* [Exercise]: Reproduce the entries exactly.

* [Data records]:
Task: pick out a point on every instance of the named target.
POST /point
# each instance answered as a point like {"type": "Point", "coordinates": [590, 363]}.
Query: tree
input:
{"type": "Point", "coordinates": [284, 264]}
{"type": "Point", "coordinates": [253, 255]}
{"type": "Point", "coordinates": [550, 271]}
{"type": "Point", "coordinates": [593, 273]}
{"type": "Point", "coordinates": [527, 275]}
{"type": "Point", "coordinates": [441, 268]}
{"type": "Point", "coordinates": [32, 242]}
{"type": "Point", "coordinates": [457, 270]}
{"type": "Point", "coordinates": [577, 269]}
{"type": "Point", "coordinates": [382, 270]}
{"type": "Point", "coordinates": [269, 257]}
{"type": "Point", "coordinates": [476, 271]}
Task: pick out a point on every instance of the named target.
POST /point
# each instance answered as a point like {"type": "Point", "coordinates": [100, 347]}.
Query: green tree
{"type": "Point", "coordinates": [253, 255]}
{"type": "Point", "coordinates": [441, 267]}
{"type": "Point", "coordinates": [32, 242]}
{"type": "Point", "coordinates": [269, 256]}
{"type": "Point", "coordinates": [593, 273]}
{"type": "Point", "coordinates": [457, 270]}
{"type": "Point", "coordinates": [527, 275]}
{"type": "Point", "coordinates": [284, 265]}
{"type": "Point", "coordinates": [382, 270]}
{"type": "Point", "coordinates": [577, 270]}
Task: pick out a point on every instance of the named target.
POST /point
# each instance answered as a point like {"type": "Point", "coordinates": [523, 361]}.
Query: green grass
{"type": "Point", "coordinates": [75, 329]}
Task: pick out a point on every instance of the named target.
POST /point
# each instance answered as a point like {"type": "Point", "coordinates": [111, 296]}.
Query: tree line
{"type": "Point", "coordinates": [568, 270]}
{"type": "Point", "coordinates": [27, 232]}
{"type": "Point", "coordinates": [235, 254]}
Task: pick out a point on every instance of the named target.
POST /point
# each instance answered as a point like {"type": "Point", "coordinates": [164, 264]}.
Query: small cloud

* [Finished task]:
Task: pick out a point on every instance of the named target.
POST /point
# each instance answered as a point like {"type": "Point", "coordinates": [590, 363]}.
Query: tree
input:
{"type": "Point", "coordinates": [284, 264]}
{"type": "Point", "coordinates": [253, 255]}
{"type": "Point", "coordinates": [550, 271]}
{"type": "Point", "coordinates": [593, 273]}
{"type": "Point", "coordinates": [527, 275]}
{"type": "Point", "coordinates": [441, 268]}
{"type": "Point", "coordinates": [32, 242]}
{"type": "Point", "coordinates": [457, 270]}
{"type": "Point", "coordinates": [577, 269]}
{"type": "Point", "coordinates": [382, 270]}
{"type": "Point", "coordinates": [269, 257]}
{"type": "Point", "coordinates": [476, 271]}
Task: pick out a point on every instance of the named target.
POST /point
# each instance answered as a point like {"type": "Point", "coordinates": [100, 347]}.
Query: green tree
{"type": "Point", "coordinates": [253, 255]}
{"type": "Point", "coordinates": [441, 267]}
{"type": "Point", "coordinates": [32, 242]}
{"type": "Point", "coordinates": [269, 256]}
{"type": "Point", "coordinates": [593, 273]}
{"type": "Point", "coordinates": [457, 270]}
{"type": "Point", "coordinates": [527, 275]}
{"type": "Point", "coordinates": [284, 265]}
{"type": "Point", "coordinates": [382, 270]}
{"type": "Point", "coordinates": [577, 270]}
Task: pick out a point on every instance of the named target.
POST /point
# each instance answered as a point like {"type": "Point", "coordinates": [523, 361]}.
Query: green grass
{"type": "Point", "coordinates": [75, 329]}
Task: pick out a point on every instance of the named target.
POST /point
# each instance answered as a point like {"type": "Point", "coordinates": [111, 296]}.
Query: tree line
{"type": "Point", "coordinates": [568, 270]}
{"type": "Point", "coordinates": [27, 232]}
{"type": "Point", "coordinates": [235, 254]}
Task: pick out a point on every instance of the named target.
POST /point
# each instance answered as a point like {"type": "Point", "coordinates": [164, 264]}.
Query: small cloud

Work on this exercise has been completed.